▸ **Extracted records**
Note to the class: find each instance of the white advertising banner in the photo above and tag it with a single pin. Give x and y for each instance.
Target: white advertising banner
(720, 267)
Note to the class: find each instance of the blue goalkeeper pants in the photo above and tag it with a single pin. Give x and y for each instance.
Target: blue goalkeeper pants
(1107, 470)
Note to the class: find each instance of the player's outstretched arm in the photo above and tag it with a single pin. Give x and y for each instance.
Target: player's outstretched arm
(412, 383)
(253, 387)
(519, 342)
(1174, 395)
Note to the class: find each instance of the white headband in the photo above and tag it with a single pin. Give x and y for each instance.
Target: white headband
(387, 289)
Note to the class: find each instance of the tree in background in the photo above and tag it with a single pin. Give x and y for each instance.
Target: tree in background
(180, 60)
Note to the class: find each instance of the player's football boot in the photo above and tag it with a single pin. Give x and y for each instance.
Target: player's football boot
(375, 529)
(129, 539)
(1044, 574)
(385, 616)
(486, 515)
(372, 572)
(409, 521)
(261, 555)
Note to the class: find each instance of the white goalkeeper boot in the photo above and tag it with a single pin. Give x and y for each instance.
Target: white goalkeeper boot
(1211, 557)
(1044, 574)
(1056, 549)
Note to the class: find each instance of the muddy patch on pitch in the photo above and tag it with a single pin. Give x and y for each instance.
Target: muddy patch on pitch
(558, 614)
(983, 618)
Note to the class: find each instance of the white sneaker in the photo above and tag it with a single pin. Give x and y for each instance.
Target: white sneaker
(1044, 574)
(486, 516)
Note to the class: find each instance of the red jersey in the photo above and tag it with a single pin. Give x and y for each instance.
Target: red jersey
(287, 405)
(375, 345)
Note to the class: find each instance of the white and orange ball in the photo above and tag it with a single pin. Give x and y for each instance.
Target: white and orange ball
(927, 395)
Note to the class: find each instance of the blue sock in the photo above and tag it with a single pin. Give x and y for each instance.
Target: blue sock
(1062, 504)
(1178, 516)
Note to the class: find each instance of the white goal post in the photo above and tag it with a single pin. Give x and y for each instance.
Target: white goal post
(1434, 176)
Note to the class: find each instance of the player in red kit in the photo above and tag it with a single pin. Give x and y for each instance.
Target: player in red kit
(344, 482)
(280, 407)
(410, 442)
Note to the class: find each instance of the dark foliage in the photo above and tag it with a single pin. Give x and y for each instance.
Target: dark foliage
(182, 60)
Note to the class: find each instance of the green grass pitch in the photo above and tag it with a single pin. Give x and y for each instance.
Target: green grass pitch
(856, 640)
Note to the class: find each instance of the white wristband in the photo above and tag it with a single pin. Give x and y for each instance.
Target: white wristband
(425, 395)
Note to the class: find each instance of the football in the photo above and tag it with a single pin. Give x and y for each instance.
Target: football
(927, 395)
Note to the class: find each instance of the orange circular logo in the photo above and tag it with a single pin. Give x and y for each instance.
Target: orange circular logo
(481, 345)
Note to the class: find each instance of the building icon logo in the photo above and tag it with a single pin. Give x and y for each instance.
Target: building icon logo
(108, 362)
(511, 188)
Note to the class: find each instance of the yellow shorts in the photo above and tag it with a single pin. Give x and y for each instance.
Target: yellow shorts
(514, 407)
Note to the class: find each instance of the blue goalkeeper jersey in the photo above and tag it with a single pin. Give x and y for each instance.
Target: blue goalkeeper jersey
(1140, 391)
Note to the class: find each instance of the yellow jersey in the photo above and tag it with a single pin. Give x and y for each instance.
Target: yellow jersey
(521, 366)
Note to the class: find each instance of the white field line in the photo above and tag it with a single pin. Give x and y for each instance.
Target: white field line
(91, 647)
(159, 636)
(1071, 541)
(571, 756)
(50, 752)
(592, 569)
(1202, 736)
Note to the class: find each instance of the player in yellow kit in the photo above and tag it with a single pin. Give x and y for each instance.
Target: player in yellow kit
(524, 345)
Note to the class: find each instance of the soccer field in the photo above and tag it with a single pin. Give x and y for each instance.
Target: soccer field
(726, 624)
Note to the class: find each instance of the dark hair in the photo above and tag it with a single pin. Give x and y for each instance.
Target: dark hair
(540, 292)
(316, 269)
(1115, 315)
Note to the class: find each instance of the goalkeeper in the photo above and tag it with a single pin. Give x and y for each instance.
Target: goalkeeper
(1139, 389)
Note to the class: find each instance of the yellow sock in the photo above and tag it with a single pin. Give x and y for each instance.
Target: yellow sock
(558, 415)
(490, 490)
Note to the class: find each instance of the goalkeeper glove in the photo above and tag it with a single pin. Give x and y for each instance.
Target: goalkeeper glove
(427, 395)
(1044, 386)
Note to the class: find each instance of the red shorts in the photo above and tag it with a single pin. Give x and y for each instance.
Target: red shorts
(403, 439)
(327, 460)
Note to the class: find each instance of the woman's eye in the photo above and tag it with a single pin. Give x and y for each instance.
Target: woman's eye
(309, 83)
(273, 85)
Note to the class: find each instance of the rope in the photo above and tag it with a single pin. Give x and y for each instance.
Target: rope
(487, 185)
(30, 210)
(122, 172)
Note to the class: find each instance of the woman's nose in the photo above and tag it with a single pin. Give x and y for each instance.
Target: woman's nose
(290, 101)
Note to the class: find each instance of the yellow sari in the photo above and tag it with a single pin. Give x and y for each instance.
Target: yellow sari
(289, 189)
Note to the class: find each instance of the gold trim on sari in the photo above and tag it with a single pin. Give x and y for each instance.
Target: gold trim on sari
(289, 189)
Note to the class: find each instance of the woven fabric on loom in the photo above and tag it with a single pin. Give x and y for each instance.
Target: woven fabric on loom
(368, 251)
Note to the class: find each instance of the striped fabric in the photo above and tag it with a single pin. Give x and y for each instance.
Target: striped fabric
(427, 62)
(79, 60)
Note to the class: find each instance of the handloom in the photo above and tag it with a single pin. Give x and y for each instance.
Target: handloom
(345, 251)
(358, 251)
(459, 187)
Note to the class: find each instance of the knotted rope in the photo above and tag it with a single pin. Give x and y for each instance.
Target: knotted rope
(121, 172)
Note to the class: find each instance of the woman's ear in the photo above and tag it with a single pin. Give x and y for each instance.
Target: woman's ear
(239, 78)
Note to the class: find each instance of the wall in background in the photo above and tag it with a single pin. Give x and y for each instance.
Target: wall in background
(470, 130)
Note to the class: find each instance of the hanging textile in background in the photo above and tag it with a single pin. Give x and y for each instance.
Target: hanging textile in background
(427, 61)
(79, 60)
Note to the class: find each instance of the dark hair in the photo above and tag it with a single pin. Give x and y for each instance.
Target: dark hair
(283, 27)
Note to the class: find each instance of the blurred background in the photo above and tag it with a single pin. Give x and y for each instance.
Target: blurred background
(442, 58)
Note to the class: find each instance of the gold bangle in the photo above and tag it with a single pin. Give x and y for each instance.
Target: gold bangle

▸ **The problem**
I would like you to output every record exactly as written.

▸ **Exercise response**
Note to the class: find each instance of the white advertising banner in the photo above and tag it with a single pin. Give x and y for each instance.
Target: white advertising banner
(720, 267)
Note to the class: find each instance of the blue goalkeeper pants in the photo above and tag it with a single pin. Give x and y for each instance.
Target: blue goalkeeper pants
(1107, 470)
Note to the class: find each instance of the player's outstretched arm in the photo above and tag it with a single pin. Give x and y for each instance.
Target: player's outstretched arm
(412, 383)
(253, 387)
(519, 342)
(1174, 395)
Note to the class: find each instance of the white headband in the photo above and tag it with a single pin. Give x and y for each instance.
Target: white headband
(387, 289)
Note to the class: find each instance of the tree in background in the photo above and tag it with a single pin. Give x and y for each instance.
Target: tree in background
(180, 60)
Note to the class: find each instance of the player's football boot in the photo above and tag it with a single pin. Give x and y for each instance.
Target: player's football boot
(375, 529)
(129, 539)
(1044, 574)
(385, 616)
(486, 515)
(372, 572)
(409, 521)
(261, 555)
Note to the class: find each instance of the white goalkeeper boot in the photo above and tag it with a single pin. Give x and y for each instance.
Target: white goalkeeper boot
(1211, 557)
(1044, 574)
(1056, 549)
Note to the class: find each instance of the muddy patch on pitch in the photo above and tag it with a single pin. Give x and y for each instance.
Target: muddy patch on pitch
(558, 614)
(983, 618)
Note to the class: find each instance of the white sneaker in the photo above and tag it with a single pin. Give x and y for each instance.
Target: white sneaker
(1044, 574)
(486, 516)
Note to the class: find each instance of the red jersey in the photo above and tag it with a single pin. Give x and y for each instance.
Target: red jersey
(287, 405)
(375, 345)
Note to the class: find each instance of the white and orange ball in the photo above and tag it with a single pin. Give x and y for each instance.
Target: white and orange ball
(927, 395)
Note to the class: find each instance of the blue sock in the photo above and tag it with a single pin. Give x and y for each instance.
Target: blue sock
(1062, 504)
(1178, 516)
Note to the class: find each instance of the white goal post in the photo above and tag it with a single pin. Give x and y for each instance.
Target: white goal post
(1434, 176)
Note to the class: find each instance of the player in red kit in the photo above and tag it with a single pin. Give x and y for each instance.
Target: player in red kit
(344, 482)
(280, 407)
(410, 442)
Note to the class: find each instance of the dark foliage in the photo above and tag it with a single pin. Give x and y for each instance.
Target: dark foliage
(182, 60)
Note to the class: find each instance of the green grass pitch in the photo above and tag it with a single pin. Give x and y for each instance.
Target: green grass pitch
(856, 640)
Note to the class: find each instance of the white wristband in the photo above and tag it with a single pin. Give x and y for each instance.
Target: white wristband
(425, 395)
Note to the class: find each instance of the football in the photo above and tag it with a single pin. Give x and y for each instance.
Target: football
(927, 395)
Note to the class: find each instance of the orange circular logo in the photo above and tag it with a single pin. Give x and y for each instance.
Target: orange circular logo
(481, 345)
Note to the class: find each instance of the building icon logo in the photo above and tag it with a single pin. Give x and y for each instance.
Target: building icon logo
(108, 362)
(511, 188)
Note to the class: find each instance of the yellow shorts in the photo above and tag it with a single pin. Give x and y for each instance.
Target: yellow shorts
(514, 407)
Note to the class: find each instance of the blue goalkeeper jersey in the photo above and tag it with a single pin. Give x and y for each instance.
Target: blue goalkeeper jersey
(1140, 391)
Note to the class: find each instance of the yellow jersey in the photo above and tag it with a single pin. Give x and y for each instance.
Target: yellow jersey
(521, 366)
Note to the class: find each instance of the white field line in the photo above and tag it with a single pin. Give x and y for each instance.
Target: white field line
(91, 647)
(159, 636)
(1071, 541)
(571, 756)
(50, 752)
(592, 569)
(1202, 736)
Note to the class: find each instance of the player in yellow kit in the photo above and tag it with a single pin. Give x and y for each instance.
Target: player in yellow kit
(524, 345)
Note to the class: find each instance of the soccer field in the photo above and tag it with a single pin. Give x and y for each instance.
Target: soccer field
(726, 624)
Note to the class: find each instance of the dark hair in the photo above and tag it with a single pin. Give x and y for each instance.
Target: dark hair
(540, 292)
(316, 269)
(1115, 315)
Note to the class: find each instance of the goalkeeper in the photo above and tag it with a single pin. Give x and y for each instance.
Target: goalkeeper
(1139, 389)
Note to the class: find each instance of the yellow sock in the photo above and tag it with a single pin. Give x and y for each instance.
Target: yellow sock
(558, 415)
(490, 490)
Note to the class: find each instance of the goalkeeper glove in the photo above and tag it with a single pin. Give x and y for each instance.
Target: goalkeeper glove
(427, 395)
(1044, 386)
Note to the class: find each instance of the red shorts in the photo above and tag it with a single pin. Give x and y for each instance.
Target: red shorts
(403, 439)
(327, 460)
Note to the class: find each instance of the woman's eye in the photo above and tag it with a single pin. Give x and y for each instance.
Target: woman's eye
(309, 83)
(273, 85)
Note to the class: find each instance of the rope in the photo above and tag it with a single pin. Give x and y for each instance.
Target: rope
(487, 185)
(30, 210)
(122, 172)
Note to the class: find each instance of the woman's nose in the photo above and tag it with a single pin. Give x and y for each instance.
Target: woman's nose
(290, 101)
Note to the class: find each instance of the yellow sari in the photo above and tag it with a single pin. Give x and y for each instance.
Target: yellow sari
(289, 189)
Note to the class: find each instance of the gold trim on sari in the photo above and tag it with a single pin. Give x and y for each instance.
Target: gold trim on sari
(289, 189)
Note to the class: find each instance of the woven fabric on loom in the photo above and tag it with a single pin. Give x and y for each instance.
Target: woven fabric on loom
(368, 251)
Note to the class: find each instance of the striped fabric in the photo above and tag it with a single pin. Give x and y for each instance.
Target: striped fabric
(427, 62)
(79, 60)
Note to the class: find each instance of the handloom in the photo above and tag it with a single pin. Give x and y for each instance.
Target: handloom
(345, 251)
(358, 251)
(459, 187)
Note to the class: find each instance of the knotted rope in the photo above and tag it with a single pin. Give x and y for each instance.
Target: knotted rope
(121, 172)
Note to the class: find each instance of the woman's ear in the photo above and tag it with a single pin. Give x and y for each instance.
Target: woman's ear
(239, 78)
Note to the class: find each instance of the wall in background in the photo above and tag it with a single pin. Give x and y for each instance.
Target: wall in background
(470, 130)
Note to the class: find each instance of the hanging textile in background in the photo above and tag it with a single pin. Give x and y for each instance.
Target: hanging textile in background
(427, 61)
(79, 60)
Note to the class: find each instance of the dark hair in the photo above and tag it with a single pin. Give x and y for each instance.
Target: dark hair
(283, 27)
Note to the class: find each instance of the blurred background in the photo above and tag it with a single pin. Give x and y for each instance.
Target: blurred background
(442, 58)
Note to the class: find each instance of the gold bangle in the photo above and tag it with a single pin. Give x and y for each instance.
Target: gold bangle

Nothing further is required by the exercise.